## WORK INSTRUCTIONS
Go through the material below, find each line with the word "brick", and copy those lines.
(DATA FOR THIS TASK begins)
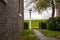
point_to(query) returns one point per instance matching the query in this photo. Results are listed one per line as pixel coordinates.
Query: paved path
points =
(42, 37)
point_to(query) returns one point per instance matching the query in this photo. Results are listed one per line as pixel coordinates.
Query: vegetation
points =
(35, 23)
(28, 35)
(54, 24)
(50, 33)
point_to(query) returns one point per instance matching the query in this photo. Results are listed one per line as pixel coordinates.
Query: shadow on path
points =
(42, 37)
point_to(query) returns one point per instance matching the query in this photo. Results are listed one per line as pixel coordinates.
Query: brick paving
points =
(42, 37)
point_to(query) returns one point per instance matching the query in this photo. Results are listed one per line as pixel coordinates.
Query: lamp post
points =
(30, 17)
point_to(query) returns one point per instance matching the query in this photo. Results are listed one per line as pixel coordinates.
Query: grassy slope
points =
(35, 23)
(50, 33)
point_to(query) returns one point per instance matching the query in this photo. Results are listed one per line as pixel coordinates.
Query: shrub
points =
(25, 25)
(54, 24)
(42, 25)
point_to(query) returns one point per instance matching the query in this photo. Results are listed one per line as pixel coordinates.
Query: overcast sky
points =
(34, 15)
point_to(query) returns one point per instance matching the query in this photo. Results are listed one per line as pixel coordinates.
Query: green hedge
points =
(54, 24)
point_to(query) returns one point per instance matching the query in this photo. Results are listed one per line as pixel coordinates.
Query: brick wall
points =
(11, 24)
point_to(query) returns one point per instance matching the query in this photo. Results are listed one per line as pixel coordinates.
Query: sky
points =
(34, 15)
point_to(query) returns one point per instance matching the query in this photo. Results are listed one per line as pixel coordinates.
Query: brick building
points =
(11, 23)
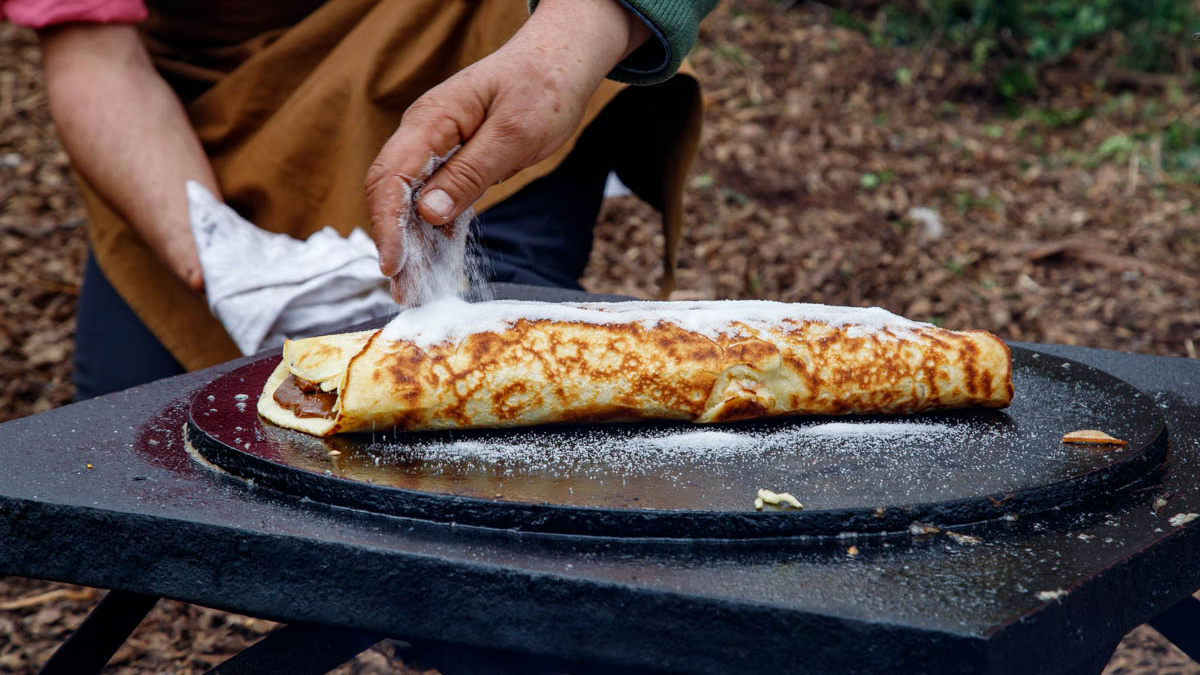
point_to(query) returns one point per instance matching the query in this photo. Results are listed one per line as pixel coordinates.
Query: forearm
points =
(127, 135)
(DATA FOR THIS TASK ends)
## REPLY TO THE EXERCISE
Query: brick paving
Query: brick wall
Query: brick building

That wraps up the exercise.